Display every line in the material below that contains the string "curtain", matching case exactly.
=== The records ===
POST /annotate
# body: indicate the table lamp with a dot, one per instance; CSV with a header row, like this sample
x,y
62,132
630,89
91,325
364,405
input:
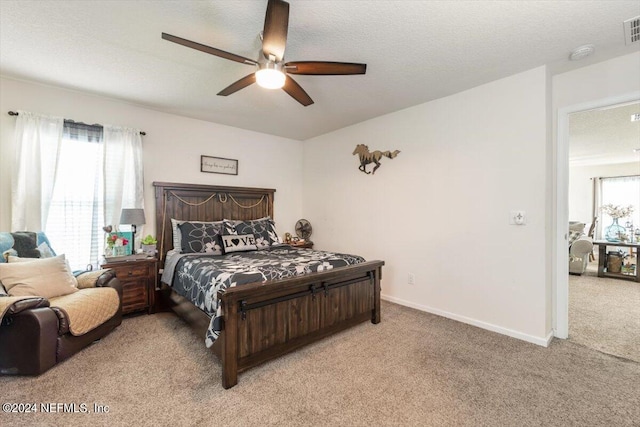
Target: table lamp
x,y
132,217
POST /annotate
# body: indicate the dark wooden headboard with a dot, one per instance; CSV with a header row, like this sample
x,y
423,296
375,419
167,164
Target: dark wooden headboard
x,y
195,202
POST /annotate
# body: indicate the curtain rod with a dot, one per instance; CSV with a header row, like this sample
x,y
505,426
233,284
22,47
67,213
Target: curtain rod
x,y
13,113
621,176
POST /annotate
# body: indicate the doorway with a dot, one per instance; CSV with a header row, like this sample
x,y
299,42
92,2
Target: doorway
x,y
561,306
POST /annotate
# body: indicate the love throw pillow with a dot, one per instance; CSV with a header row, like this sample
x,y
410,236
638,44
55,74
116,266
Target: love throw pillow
x,y
243,242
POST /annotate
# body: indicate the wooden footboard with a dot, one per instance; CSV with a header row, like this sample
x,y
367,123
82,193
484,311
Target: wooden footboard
x,y
265,320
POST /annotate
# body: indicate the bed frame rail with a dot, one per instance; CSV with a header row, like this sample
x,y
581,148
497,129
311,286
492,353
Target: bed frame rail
x,y
259,327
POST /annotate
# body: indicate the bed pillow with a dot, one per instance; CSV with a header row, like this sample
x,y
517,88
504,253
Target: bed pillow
===
**Right answer**
# body: indicate the curtain rod with a dot, one per instance; CSV with a header row, like this sample
Target: curtain rod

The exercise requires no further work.